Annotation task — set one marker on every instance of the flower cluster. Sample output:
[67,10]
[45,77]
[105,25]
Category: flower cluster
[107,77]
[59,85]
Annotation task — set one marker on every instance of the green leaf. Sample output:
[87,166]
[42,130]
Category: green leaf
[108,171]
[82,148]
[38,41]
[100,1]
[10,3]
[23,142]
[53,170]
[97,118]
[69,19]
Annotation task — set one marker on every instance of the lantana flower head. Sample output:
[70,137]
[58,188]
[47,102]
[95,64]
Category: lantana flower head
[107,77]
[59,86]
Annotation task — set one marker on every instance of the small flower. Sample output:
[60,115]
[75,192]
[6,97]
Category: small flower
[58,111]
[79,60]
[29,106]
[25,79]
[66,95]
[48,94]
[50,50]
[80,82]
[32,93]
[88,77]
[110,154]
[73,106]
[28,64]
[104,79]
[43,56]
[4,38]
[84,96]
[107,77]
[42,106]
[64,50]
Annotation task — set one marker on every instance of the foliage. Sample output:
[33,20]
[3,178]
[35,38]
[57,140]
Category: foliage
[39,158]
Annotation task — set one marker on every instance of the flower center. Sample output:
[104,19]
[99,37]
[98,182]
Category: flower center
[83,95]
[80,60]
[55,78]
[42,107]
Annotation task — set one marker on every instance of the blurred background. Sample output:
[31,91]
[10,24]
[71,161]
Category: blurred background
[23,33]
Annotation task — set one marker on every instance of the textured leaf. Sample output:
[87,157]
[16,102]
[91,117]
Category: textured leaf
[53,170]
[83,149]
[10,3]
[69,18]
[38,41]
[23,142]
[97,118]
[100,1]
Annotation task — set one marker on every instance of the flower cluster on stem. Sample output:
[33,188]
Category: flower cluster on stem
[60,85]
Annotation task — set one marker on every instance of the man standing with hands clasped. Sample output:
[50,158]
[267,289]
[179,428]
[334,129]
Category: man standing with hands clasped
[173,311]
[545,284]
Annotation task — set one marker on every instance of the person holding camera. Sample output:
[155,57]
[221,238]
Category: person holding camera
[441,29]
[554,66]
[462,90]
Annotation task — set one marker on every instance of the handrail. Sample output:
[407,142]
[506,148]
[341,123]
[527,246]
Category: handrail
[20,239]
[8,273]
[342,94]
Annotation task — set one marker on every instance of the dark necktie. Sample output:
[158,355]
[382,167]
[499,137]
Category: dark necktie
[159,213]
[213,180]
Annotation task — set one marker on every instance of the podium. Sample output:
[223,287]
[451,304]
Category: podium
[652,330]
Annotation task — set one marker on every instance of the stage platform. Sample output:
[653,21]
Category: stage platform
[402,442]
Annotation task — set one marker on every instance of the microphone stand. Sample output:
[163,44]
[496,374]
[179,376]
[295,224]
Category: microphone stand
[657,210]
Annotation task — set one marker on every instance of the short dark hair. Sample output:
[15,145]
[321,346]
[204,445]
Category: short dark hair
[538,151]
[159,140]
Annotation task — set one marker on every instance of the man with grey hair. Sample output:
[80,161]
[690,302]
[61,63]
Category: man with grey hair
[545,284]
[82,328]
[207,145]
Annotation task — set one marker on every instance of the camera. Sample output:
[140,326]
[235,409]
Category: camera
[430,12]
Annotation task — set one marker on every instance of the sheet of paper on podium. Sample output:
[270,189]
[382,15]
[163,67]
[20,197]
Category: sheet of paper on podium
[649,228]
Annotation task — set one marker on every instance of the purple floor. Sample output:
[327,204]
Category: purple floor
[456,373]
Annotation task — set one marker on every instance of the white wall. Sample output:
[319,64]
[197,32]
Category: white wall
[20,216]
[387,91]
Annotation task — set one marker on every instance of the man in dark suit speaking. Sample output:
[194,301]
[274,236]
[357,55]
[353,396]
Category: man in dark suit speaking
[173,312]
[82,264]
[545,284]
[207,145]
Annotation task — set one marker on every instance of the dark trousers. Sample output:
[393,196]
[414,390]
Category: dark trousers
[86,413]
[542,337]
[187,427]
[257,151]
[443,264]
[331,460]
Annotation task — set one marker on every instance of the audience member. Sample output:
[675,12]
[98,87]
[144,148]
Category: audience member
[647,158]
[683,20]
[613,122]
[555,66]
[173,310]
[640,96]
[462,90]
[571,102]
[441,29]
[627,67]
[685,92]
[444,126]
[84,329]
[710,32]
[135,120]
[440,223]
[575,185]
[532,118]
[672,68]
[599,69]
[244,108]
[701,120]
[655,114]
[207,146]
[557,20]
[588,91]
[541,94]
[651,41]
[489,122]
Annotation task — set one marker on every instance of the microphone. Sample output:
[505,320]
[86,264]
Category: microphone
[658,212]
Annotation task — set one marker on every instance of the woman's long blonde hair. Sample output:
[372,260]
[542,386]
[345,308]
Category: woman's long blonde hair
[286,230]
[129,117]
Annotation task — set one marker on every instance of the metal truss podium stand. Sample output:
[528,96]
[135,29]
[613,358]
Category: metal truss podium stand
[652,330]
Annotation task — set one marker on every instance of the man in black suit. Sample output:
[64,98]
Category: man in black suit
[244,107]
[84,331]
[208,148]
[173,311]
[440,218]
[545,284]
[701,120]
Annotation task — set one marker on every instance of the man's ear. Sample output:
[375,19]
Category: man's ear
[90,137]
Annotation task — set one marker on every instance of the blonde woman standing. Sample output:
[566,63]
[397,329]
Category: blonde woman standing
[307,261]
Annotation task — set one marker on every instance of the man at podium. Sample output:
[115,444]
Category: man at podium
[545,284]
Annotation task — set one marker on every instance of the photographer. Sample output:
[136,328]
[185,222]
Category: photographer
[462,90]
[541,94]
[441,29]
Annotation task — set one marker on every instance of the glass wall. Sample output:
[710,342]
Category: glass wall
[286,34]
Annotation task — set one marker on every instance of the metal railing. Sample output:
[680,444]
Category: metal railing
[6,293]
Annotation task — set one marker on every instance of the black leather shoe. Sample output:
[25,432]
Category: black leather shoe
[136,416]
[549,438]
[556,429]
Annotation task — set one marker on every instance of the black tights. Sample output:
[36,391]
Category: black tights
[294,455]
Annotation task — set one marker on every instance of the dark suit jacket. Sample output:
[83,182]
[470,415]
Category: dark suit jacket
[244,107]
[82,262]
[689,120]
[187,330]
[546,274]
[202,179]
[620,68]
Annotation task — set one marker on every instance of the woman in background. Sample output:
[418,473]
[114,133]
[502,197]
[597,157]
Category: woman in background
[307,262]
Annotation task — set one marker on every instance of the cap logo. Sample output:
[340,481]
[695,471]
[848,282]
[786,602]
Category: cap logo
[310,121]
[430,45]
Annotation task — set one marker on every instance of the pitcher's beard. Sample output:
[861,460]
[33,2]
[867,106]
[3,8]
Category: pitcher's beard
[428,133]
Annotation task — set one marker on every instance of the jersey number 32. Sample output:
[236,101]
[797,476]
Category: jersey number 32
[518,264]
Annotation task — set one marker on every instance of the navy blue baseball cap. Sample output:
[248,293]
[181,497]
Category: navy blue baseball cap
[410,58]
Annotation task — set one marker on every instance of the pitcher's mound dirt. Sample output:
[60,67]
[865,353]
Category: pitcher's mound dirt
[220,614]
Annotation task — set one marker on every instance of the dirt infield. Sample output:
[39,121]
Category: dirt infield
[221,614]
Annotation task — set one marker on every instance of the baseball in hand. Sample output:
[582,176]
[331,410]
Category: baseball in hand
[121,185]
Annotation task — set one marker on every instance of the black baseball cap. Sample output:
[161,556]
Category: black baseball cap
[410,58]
##########
◆ **YOUR GOAL**: Copy each record from above without leaving any out.

◆ **TASK ANSWER**:
Annotation task — set one marker on every instance of the flower cluster. Sample output:
[67,10]
[45,77]
[105,25]
Category: flower cluster
[107,77]
[59,85]
Annotation task — set one marker on every instance of the green leaf. Sample output:
[87,166]
[42,130]
Category: green leaf
[108,171]
[82,148]
[38,41]
[100,1]
[10,3]
[23,142]
[53,170]
[97,118]
[69,19]
Annotation task — set one marker on every instance of the lantana flower head. Sample output:
[70,137]
[58,188]
[47,102]
[95,64]
Category: lantana flower head
[107,77]
[59,86]
Annotation task — set one marker on every instance of the small flower. Sample output:
[60,115]
[75,192]
[6,97]
Category: small flower
[58,111]
[79,60]
[29,106]
[25,79]
[66,95]
[48,94]
[50,50]
[80,82]
[32,93]
[88,77]
[110,154]
[73,106]
[28,64]
[104,79]
[43,56]
[4,38]
[84,96]
[107,77]
[42,106]
[64,50]
Annotation task — set one marker on every instance of the foliage. Sample output:
[33,20]
[3,178]
[35,38]
[57,140]
Category: foliage
[39,158]
Annotation task — set one marker on every instance of the flower center. Sample output:
[104,19]
[99,37]
[98,182]
Category: flower center
[83,95]
[80,60]
[55,78]
[42,107]
Annotation task — set one marker on every instance of the blurred background. Sample output:
[31,91]
[10,24]
[71,161]
Category: blurred background
[23,33]
Annotation task — set one marker on every instance of the textured leaf. Sample output:
[87,157]
[16,102]
[91,117]
Category: textured leaf
[53,170]
[83,149]
[10,3]
[69,18]
[38,41]
[23,142]
[97,118]
[100,1]
Annotation task — set one marker on every instance of the flower cluster on stem. Sample output:
[33,188]
Category: flower cluster on stem
[60,85]
Annotation task — set one marker on every instance of the man standing with hands clasped. Sample output:
[50,158]
[267,289]
[179,428]
[334,129]
Category: man standing with hands clasped
[173,311]
[545,284]
Annotation task — set one marker on every instance of the person holding camera. Sample output:
[155,57]
[221,238]
Category: person holding camera
[441,29]
[554,66]
[462,90]
Annotation task — set one marker on every instance of the handrail. Sample output:
[407,142]
[506,148]
[341,123]
[527,246]
Category: handrail
[20,239]
[8,273]
[342,94]
Annotation task — set one marker on every instance of the dark necktie. Sample output:
[158,355]
[382,167]
[499,137]
Category: dark necktie
[159,213]
[213,180]
Annotation task — set one marker on every instance of the podium. Sample output:
[223,287]
[451,304]
Category: podium
[652,330]
Annotation task — set one marker on every instance of the stage platform. Sample output:
[653,21]
Category: stage platform
[402,442]
Annotation task — set one marker on every instance of the microphone stand. Sample output:
[163,44]
[496,374]
[179,376]
[295,224]
Category: microphone stand
[657,210]
Annotation task — set one marker on every instance of the short dark hair. Sample output:
[15,145]
[321,346]
[204,445]
Category: short dark hair
[538,151]
[159,140]
Annotation task — set one marker on every instance of the man with grey hair. Sample output:
[80,161]
[690,302]
[61,63]
Category: man with grey hair
[545,284]
[82,328]
[207,145]
Annotation task — set one marker on every instance of the camera. Sample output:
[140,326]
[235,409]
Category: camera
[430,12]
Annotation task — set one marker on every instance of the sheet of paper on podium. Sample output:
[270,189]
[382,15]
[163,67]
[20,197]
Category: sheet of paper on podium
[649,228]
Annotation task — set one marker on every instance of the purple floor. Sample output:
[327,204]
Category: purple floor
[456,373]
Annotation task — set one marker on every instance of the white wall. Sample output:
[319,64]
[197,32]
Category: white wall
[20,216]
[387,91]
Annotation task — set one marker on every instance of the man in dark suit speaking. Sample output:
[194,301]
[274,236]
[357,55]
[353,396]
Category: man in dark suit speaking
[173,312]
[82,264]
[545,284]
[207,145]
Annotation task — set one marker on every instance of the dark trousers. Sample output:
[393,196]
[414,390]
Category: dark trousers
[86,413]
[542,337]
[187,427]
[257,151]
[443,264]
[331,460]
Annotation task — set one marker on every instance of the audience member. Sample output:
[675,12]
[98,87]
[144,148]
Category: audience member
[647,158]
[683,20]
[613,122]
[555,66]
[173,310]
[640,96]
[462,90]
[571,102]
[441,29]
[627,67]
[685,92]
[444,126]
[84,329]
[710,32]
[135,120]
[440,223]
[575,185]
[532,118]
[672,68]
[599,69]
[244,108]
[701,120]
[655,114]
[207,146]
[557,20]
[588,91]
[541,94]
[651,41]
[489,122]
Annotation task — set one marker on every instance of the microphone. Sample output:
[505,320]
[86,264]
Category: microphone
[658,212]
Annotation task — set one marker on every instance of the woman's long blonde hair. Sample output:
[372,260]
[542,386]
[345,308]
Category: woman's long blonde hair
[286,230]
[129,117]
Annotation task — set one marker on every instance of the metal truss podium stand. Sample output:
[528,96]
[135,29]
[613,358]
Category: metal truss podium stand
[652,330]
Annotation task — set one marker on every instance of the man in black suit. Sample output:
[64,98]
Category: man in black suit
[244,107]
[84,331]
[208,148]
[173,311]
[440,218]
[545,284]
[701,120]
Annotation task — set one marker on every instance of the man's ear. Sample output:
[375,19]
Category: man's ear
[90,137]
Annotation task — set one marker on every instance of the blonde woman standing. Sample output:
[566,63]
[397,329]
Category: blonde woman standing
[307,261]
Annotation task — set one marker on every instance of the man at podium. Sample output:
[115,444]
Category: man at podium
[545,284]
Annotation task — set one marker on every instance of the photographer. Sample output:
[136,328]
[185,222]
Category: photographer
[462,90]
[541,94]
[441,29]
Annotation task — set one marker on every instance of the glass wall. Sample output:
[710,342]
Category: glass wall
[286,34]
Annotation task — set one marker on every instance of the metal railing. Sample output:
[680,444]
Category: metal railing
[6,293]
Annotation task — set one marker on every instance of the black leather shoe. Sample output:
[25,432]
Category: black leather shoe
[136,416]
[549,438]
[556,429]
Annotation task — set one marker on every instance of the black tights. Sample output:
[36,391]
Category: black tights
[294,455]
Annotation task — set one marker on every instance of the dark suit jacket. Sample output:
[83,182]
[470,415]
Category: dark suit jacket
[244,107]
[82,262]
[689,120]
[187,330]
[546,274]
[202,179]
[620,68]
Annotation task — set one marker on every instance of the woman in background. Sample output:
[418,473]
[114,133]
[502,197]
[597,157]
Category: woman in background
[307,262]
Annotation task — set one marker on every instance of the cap logo. Sample output:
[340,481]
[695,471]
[848,282]
[786,602]
Category: cap logo
[310,121]
[430,45]
Annotation task — set one marker on every instance of the pitcher's beard. Sample output:
[861,460]
[33,2]
[867,106]
[3,8]
Category: pitcher's beard
[428,133]
Annotation task — set one marker on every instance of the jersey number 32. Sample output:
[236,101]
[797,476]
Category: jersey number 32
[518,264]
Annotation task — set one marker on every instance of the navy blue baseball cap. Sample output:
[248,293]
[181,497]
Category: navy blue baseball cap
[410,58]
Annotation task — set one marker on every instance of the pitcher's mound dirt. Sample output:
[60,67]
[865,353]
Category: pitcher's mound dirt
[220,614]
Annotation task — set one marker on every instance of the dirt infield. Sample output:
[39,121]
Category: dirt infield
[221,614]
Annotation task — set one marker on every instance of the baseball in hand. Sample output:
[582,176]
[331,410]
Category: baseball in hand
[121,185]
Annotation task — set one marker on every instance of the black baseball cap. Sample output:
[161,556]
Category: black baseball cap
[410,58]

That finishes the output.